Turn all of the records below into a numbered list, one line per item, with blank lines omitted. Leave the pictures out of your list.

## Raw records
::::

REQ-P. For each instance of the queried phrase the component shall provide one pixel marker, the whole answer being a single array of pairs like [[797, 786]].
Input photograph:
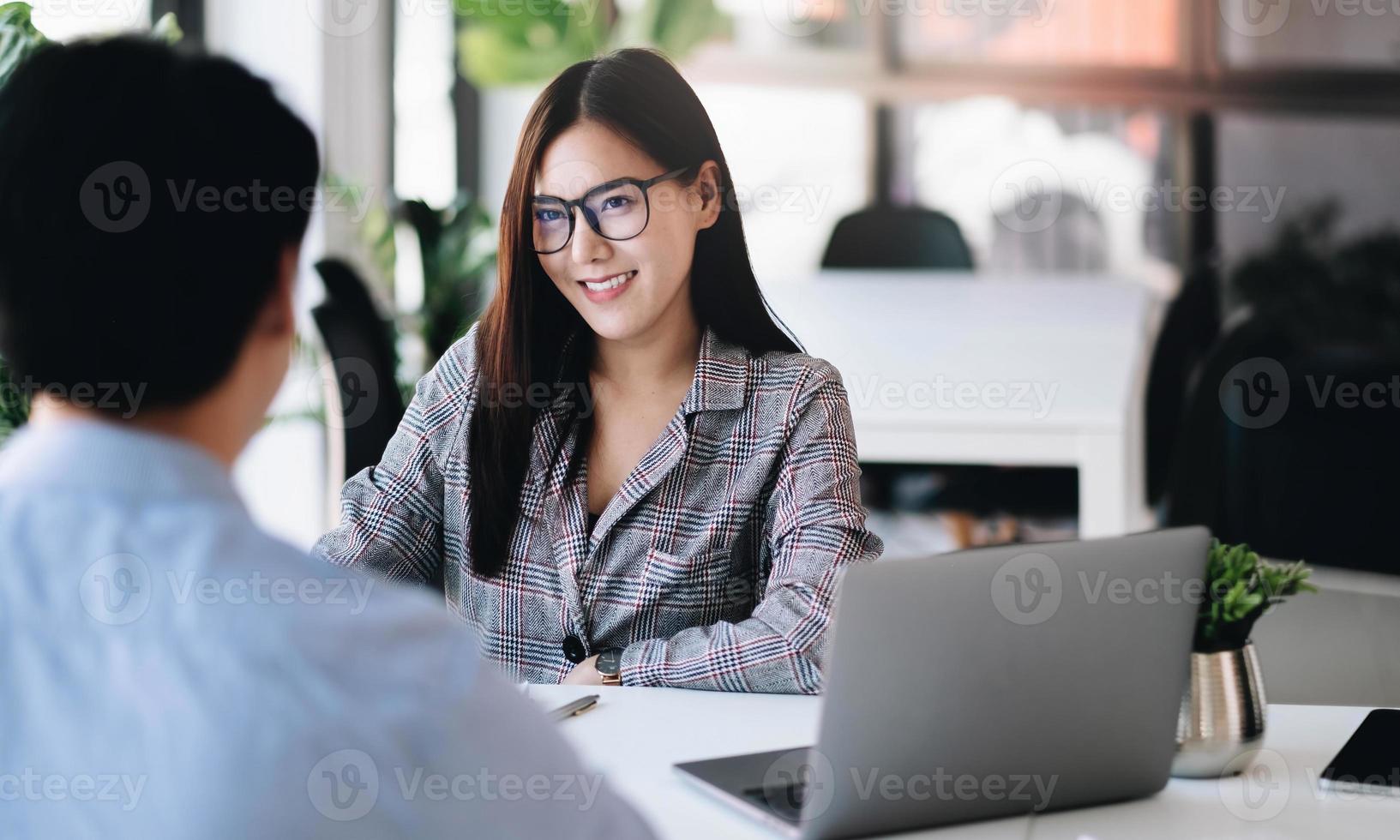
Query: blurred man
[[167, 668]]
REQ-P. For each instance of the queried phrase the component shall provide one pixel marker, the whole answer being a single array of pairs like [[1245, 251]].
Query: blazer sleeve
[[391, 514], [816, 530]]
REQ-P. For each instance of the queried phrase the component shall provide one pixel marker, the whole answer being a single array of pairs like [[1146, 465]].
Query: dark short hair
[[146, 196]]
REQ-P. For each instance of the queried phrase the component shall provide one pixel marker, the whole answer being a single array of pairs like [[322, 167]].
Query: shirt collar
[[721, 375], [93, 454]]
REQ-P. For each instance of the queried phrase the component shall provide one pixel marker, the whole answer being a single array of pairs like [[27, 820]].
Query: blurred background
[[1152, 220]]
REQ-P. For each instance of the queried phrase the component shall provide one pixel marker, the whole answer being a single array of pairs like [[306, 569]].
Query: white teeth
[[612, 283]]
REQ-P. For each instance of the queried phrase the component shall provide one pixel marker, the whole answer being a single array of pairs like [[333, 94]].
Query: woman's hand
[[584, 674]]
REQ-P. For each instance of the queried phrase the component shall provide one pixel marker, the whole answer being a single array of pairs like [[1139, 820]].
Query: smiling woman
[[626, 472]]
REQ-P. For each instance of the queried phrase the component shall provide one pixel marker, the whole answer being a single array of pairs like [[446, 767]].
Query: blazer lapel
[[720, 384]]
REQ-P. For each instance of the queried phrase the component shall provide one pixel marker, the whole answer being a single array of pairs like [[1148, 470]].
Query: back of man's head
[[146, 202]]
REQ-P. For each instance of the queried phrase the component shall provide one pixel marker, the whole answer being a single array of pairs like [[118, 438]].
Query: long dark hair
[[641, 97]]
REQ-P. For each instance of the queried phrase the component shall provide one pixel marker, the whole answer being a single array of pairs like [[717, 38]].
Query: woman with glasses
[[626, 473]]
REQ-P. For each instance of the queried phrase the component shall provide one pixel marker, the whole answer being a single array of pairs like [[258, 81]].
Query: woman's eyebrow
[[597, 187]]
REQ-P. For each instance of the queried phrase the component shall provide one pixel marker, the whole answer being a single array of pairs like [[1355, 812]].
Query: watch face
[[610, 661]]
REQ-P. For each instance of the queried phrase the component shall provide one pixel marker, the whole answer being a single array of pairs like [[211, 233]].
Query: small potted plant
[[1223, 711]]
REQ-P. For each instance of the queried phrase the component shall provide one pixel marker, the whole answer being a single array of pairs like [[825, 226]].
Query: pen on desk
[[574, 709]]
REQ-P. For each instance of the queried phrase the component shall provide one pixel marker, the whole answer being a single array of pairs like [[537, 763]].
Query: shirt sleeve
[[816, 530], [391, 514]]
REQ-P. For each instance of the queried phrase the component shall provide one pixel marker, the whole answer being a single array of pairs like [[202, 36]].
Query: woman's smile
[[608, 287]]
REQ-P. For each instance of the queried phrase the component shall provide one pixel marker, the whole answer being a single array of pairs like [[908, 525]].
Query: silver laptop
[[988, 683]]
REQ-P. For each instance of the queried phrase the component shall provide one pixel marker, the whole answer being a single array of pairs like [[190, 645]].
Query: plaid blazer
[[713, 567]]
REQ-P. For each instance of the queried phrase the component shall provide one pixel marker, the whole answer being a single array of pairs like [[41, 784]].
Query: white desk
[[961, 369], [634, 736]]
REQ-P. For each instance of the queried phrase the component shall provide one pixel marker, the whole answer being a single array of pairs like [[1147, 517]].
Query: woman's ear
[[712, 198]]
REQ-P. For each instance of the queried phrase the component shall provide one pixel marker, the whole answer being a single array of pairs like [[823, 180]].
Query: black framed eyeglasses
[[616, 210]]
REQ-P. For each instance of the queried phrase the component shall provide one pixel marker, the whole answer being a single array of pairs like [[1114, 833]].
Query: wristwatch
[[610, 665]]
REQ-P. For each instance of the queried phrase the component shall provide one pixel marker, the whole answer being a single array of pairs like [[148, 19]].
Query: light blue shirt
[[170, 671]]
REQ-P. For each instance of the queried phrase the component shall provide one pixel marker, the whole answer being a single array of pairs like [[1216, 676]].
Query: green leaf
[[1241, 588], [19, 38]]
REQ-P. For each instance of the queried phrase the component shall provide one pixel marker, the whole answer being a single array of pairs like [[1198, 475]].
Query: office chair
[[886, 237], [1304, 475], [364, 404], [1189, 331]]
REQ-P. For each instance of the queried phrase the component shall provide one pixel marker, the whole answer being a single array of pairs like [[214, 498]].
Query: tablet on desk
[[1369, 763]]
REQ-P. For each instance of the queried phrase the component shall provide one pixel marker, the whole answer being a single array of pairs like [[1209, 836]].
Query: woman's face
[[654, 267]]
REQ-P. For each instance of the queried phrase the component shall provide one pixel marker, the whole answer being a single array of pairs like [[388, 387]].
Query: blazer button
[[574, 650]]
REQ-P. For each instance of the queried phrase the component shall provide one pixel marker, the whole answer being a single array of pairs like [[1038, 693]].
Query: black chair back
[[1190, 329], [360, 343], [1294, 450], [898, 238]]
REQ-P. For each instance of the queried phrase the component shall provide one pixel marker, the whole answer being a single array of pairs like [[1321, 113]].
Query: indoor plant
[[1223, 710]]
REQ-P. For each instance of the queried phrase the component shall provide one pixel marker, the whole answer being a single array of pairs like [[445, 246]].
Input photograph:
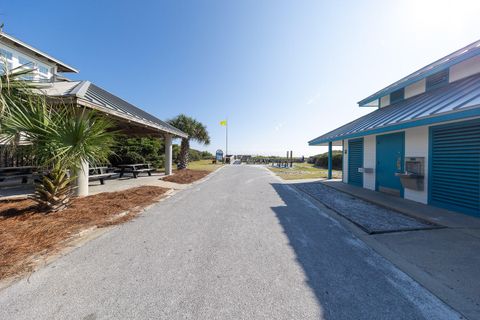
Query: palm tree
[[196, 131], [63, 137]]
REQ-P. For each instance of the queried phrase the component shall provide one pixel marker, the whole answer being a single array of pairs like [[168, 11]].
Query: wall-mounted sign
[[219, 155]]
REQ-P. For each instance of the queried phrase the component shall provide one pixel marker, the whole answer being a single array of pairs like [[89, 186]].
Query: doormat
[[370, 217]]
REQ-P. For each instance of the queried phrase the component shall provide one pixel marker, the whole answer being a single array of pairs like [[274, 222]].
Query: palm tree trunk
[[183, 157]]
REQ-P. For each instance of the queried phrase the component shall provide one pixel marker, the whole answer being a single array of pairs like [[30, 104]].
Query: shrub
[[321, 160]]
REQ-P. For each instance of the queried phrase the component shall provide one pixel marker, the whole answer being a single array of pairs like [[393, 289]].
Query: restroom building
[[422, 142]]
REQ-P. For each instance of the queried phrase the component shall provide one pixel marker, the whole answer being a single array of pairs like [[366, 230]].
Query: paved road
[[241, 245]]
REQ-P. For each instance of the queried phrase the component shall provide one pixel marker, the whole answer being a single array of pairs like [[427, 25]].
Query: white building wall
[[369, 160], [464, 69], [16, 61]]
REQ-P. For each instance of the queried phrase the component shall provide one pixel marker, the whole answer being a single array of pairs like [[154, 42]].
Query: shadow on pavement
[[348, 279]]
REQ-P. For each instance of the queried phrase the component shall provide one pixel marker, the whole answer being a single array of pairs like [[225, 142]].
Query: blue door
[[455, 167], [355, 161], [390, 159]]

::::

## Task answer
1. REQ-P. For each instance of the queried phrase the component shall provide one pixel marker, the whole answer being a single array of pairs like [[797, 786]].
2. Input photograph:
3. Query: blurred man
4. [[167, 668]]
5. REQ-P. For each instance of the queried phrase the component shall provide one pixel marker, the whole answer being a single array of pairs like [[1245, 251]].
6. Query: blazer sleeve
7. [[391, 514], [816, 530]]
8. REQ-P. For each instance of the queried phrase the component shall provide one pixel marker, the whole answer being a single array of pairs like [[1146, 465]].
9. Query: dark short hair
10. [[146, 196]]
11. REQ-P. For each instance of the queried phrase the component shall provide one pixel marker, the whole answer being a single array of pairs like [[322, 167]].
12. Query: shirt collar
13. [[721, 375], [93, 454]]
14. REQ-P. For each instance of the queried phrase the component shall provide one pixel marker, the whole answer being a single array of pairs like [[27, 820]].
15. Query: blurred background
16. [[1152, 220]]
17. REQ-P. For each instance of the queried phrase the component shall provide one pixel marker, the whole answer being a single array of pairs like [[306, 569]].
18. Query: white teeth
19. [[612, 283]]
20. REQ-P. For each instance of the queried phrase the component shall provide one pixel marker, the whole answer being a single array of pairs like [[333, 94]].
21. Query: woman's hand
22. [[584, 674]]
23. REQ-P. For each instance of the queried phrase the component shall provide one pixel marker, the whole answer being a single array of pairs like [[1139, 820]].
24. Query: smiling woman
25. [[626, 472]]
26. REQ-P. For each instance of the queried phrase the component shall provide one pixel marker, the whole answer being a single array of pairs like [[446, 767]].
27. Query: blazer lapel
28. [[720, 384]]
29. REQ-P. For each instance of the queried phrase the component shall provide one pixel marker, the whole answer being a single array of pairs like [[1148, 470]].
30. Query: back of man's head
31. [[146, 202]]
32. REQ-P. For each instance of the queried phrase the component shall provide one pixel marker, the whole answer being a single array of pairs like [[118, 438]].
33. Query: long dark hair
34. [[641, 97]]
35. REQ-P. For each instance of the queried phrase the component shall provide one pixel marker, the whole answer being a single array of pairs like [[717, 38]].
36. Query: woman with glasses
37. [[626, 473]]
38. REQ-P. For each instance of the queried phrase the component shall provide one pixel marker, the whole answer being a single array of pairs like [[258, 81]].
39. Query: woman's eyebrow
40. [[597, 187]]
41. REQ-P. For each instance of the queried phrase the component shall provide one pixel marker, the whole answer being a single array of pairs like [[1355, 812]].
42. Query: watch face
43. [[610, 661]]
44. REQ-P. For each instance of the queried phrase the component shall provide one pixel marker, the whole answer being a single array of pairs like [[211, 233]].
45. Query: small potted plant
46. [[1223, 711]]
47. REQ-P. For each instance of the queried phrase the component shall provide one pixel marker, the whole answer being a single array of pairs like [[825, 226]].
48. Query: pen on desk
49. [[574, 709]]
50. REQ-P. For each instance of the queried phrase the component shall provide one pixel marker, the whole answer being a single array of pairs like [[537, 763]].
51. Query: shirt sleeve
52. [[816, 530], [391, 514]]
53. REQ-P. For each instance of the queried phrase the component shall provide one pixel marker, the whole answer being a single array of pairs like [[202, 36]].
54. Query: woman's smile
55. [[608, 287]]
56. REQ-P. For each instance of the queried phrase the component shall provide one pixel marker, the whole answer being a single array of pairs like [[908, 525]].
57. Query: silver laptop
58. [[988, 683]]
59. REQ-P. For each instance of the queried phrase the component shall provide one pixel marker, the whole answer being a single array of pairs like [[190, 645]].
60. Query: plaid blazer
61. [[713, 567]]
62. REQ-P. For each instance of the queried phrase the component shall provide one pixel marker, the whole answer being a single array of pairs like [[41, 784]].
63. Query: white desk
64. [[961, 369], [634, 736]]
65. REQ-P. For each instance of the queried phrase the component shall provide one pixel marker, the whole answer being a single array of pairs like [[1147, 517]].
66. Query: woman's ear
67. [[712, 198]]
68. REQ-P. For each instance of the queried phrase the component shall provide one pixel marker, the whole answer being a single array of pairs like [[823, 180]].
69. Query: black framed eyeglasses
70. [[616, 210]]
71. REQ-P. For each instance of the queried phrase the component shall provide one pixel marker, the whole answer being a single array of pairs like [[1114, 833]].
72. Query: wristwatch
73. [[610, 665]]
74. REQ-P. For each instance of the queried phrase the component shall provide one pixel marker, the whole answer being a single array of pairs like [[148, 19]].
75. Query: light blue shirt
76. [[170, 671]]
77. REQ-P. For each instance of the queried phrase the component shall provide one pixel marker, the whole answer being a single array of pairs like [[1216, 676]].
78. Query: green leaf
79. [[1241, 588], [19, 38]]
80. REQ-P. For each instance of the queried phrase the component shall provide one pixel marker, the whole answer being a single array of pairs like [[1198, 475]].
81. Query: office chair
82. [[886, 237], [1304, 475], [364, 404], [1189, 331]]
83. REQ-P. For each instance of the queried phrase the component shall provide one pixel marker, the whole answer being a single array of pairs like [[214, 498]].
84. Query: tablet on desk
85. [[1369, 763]]
86. REQ-P. For each instance of the queried phrase the component shall provide one pixel marker, the whole answer being a single array of pairs like [[1209, 836]].
87. Query: woman's face
88. [[654, 267]]
89. REQ-P. For each instance of the queried phrase the component shall provide one pixel marker, the whole answer being a single array of pairs like [[388, 387]].
90. Query: blazer button
91. [[574, 650]]
92. REQ-P. For each instance of the queried phrase the component shall provide one pixel marker, the whole answer being a single array of pairs like [[1038, 693]].
93. Query: black chair back
94. [[1190, 329], [360, 343], [1294, 450], [898, 238]]
95. REQ-P. For each instance of the queried phrase the component shall provide one pixel marker, the whole answer being a single array of pairs like [[1321, 113]].
96. Query: indoor plant
97. [[1223, 710]]
98. REQ-P. For each instance of the queried phrase the component shall provide one pixel marker, the whole answer being a single array of pairs like [[445, 246]].
99. Input photograph:
100. Query: palm tree
101. [[196, 131], [63, 137]]
102. REQ-P. For each instance of the queried phrase the component shall provide one pixel marker, the whole answer being a single array of pairs like [[168, 11]].
103. Query: wall-mounted sign
104. [[219, 155]]
105. REQ-P. For each instance of the queried phrase the component shall provide one pixel marker, the whole answer being a single array of pairs like [[89, 186]].
106. Query: doormat
107. [[370, 217]]
108. REQ-P. For each instance of the queried phrase the component shall provide one pixel marker, the whole answer being a single array of pairs like [[274, 222]].
109. Query: palm tree trunk
110. [[183, 157]]
111. REQ-P. For each instance of the queried phrase the component shall provide one pixel marker, the whole answer being a single array of pairs like [[30, 104]].
112. Query: shrub
113. [[321, 160]]
114. REQ-P. For each instance of the queried phrase the component shall provide one pixel marker, the whole answer being a single array of pairs like [[393, 289]].
115. Query: restroom building
116. [[422, 142]]
117. REQ-P. For each instance of the queried phrase the component shall provide one pixel marker, the whole answer being a single array of pairs like [[366, 230]].
118. Query: paved road
119. [[241, 245]]
120. REQ-P. For each instance of the queried phrase the component shall provide one pixel marker, the whole answer being a single array of pairs like [[427, 25]].
121. Query: white building wall
122. [[369, 160], [464, 69], [16, 61]]
123. REQ-P. For each instance of the queried phrase the component shall provide one pixel marker, the whole answer being a single array of pairs like [[154, 42]].
124. Query: shadow on pavement
125. [[348, 279]]
126. REQ-P. For each instance of the queried phrase the component shall provide one pixel marker, the whole answer being a single array of pairs like [[225, 142]].
127. Query: blue door
128. [[455, 167], [355, 161], [390, 159]]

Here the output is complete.